- [Prompt] For every line in the entries that contains "like", show the whole line.

(Point localization data)
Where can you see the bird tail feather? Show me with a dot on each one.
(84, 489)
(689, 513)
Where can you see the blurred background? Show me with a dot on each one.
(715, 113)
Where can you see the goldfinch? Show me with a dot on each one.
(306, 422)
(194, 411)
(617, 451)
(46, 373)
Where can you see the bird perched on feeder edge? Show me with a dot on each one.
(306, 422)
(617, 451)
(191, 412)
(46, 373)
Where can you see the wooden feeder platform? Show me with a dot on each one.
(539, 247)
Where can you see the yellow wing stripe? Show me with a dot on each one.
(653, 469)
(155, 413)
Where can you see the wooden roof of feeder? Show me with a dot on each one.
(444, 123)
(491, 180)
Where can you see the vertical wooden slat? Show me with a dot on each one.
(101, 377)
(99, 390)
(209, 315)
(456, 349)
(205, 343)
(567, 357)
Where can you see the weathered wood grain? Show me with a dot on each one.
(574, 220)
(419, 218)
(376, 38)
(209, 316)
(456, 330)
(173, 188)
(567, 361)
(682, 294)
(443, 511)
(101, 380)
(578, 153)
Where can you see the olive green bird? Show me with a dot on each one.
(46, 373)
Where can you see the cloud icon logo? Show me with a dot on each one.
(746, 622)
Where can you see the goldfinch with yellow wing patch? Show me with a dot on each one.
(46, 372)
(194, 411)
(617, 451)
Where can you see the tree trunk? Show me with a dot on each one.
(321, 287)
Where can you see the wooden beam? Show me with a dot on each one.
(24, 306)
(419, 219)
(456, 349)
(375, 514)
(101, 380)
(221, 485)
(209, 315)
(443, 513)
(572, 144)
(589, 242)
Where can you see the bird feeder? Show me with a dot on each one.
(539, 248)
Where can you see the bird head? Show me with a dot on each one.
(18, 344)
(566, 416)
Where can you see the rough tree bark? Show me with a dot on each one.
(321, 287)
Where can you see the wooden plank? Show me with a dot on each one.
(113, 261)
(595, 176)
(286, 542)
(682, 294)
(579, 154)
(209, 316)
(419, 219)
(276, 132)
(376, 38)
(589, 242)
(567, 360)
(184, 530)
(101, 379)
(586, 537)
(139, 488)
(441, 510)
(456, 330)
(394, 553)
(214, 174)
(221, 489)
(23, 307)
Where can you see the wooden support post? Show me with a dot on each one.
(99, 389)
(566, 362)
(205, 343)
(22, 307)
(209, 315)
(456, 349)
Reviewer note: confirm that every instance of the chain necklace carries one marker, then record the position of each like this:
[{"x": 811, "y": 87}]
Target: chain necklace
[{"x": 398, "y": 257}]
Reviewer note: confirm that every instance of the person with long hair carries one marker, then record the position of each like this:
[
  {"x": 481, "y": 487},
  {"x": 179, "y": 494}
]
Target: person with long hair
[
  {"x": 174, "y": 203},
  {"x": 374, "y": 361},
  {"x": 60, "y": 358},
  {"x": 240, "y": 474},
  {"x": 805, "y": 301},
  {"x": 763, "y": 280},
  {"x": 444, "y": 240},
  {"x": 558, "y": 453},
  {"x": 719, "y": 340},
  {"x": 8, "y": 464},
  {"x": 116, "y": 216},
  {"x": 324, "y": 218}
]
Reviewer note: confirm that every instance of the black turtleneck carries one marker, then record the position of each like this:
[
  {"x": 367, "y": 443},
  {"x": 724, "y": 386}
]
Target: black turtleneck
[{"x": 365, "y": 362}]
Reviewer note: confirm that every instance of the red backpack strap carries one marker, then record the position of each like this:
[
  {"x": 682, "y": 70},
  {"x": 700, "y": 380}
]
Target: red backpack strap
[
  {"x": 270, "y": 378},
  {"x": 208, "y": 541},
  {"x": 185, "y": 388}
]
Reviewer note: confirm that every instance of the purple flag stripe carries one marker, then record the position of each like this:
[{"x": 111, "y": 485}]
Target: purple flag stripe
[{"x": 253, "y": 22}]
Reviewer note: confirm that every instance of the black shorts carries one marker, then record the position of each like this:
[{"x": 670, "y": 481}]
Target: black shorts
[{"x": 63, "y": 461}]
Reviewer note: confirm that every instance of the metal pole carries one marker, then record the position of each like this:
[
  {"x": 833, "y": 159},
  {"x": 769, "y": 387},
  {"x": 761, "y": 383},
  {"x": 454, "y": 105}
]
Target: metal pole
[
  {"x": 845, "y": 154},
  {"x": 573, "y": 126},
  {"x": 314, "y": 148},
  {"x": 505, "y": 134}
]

- [Exercise output]
Reviewer note: confirm that every instance of the chain necklace carries one marker, then record the position of each like this:
Reviewer note: confirm that every instance of the person with long hair carries one marker, then record the position of each like this:
Reviewer note: confirm that every instance of the black turtleneck carries one marker, then record the position of each like this:
Reviewer note: confirm that every instance of the red backpack strap carries one marker, then record the position of each like this:
Reviewer note: confirm that every instance of the purple flag stripe carries one marker, then record the position of each like this:
Reviewer note: confirm that every instance of the black shorts carries one marker, then record the position of each like this:
Reviewer note: confirm that every instance of the metal pole carries one marker, then record the position of each like this:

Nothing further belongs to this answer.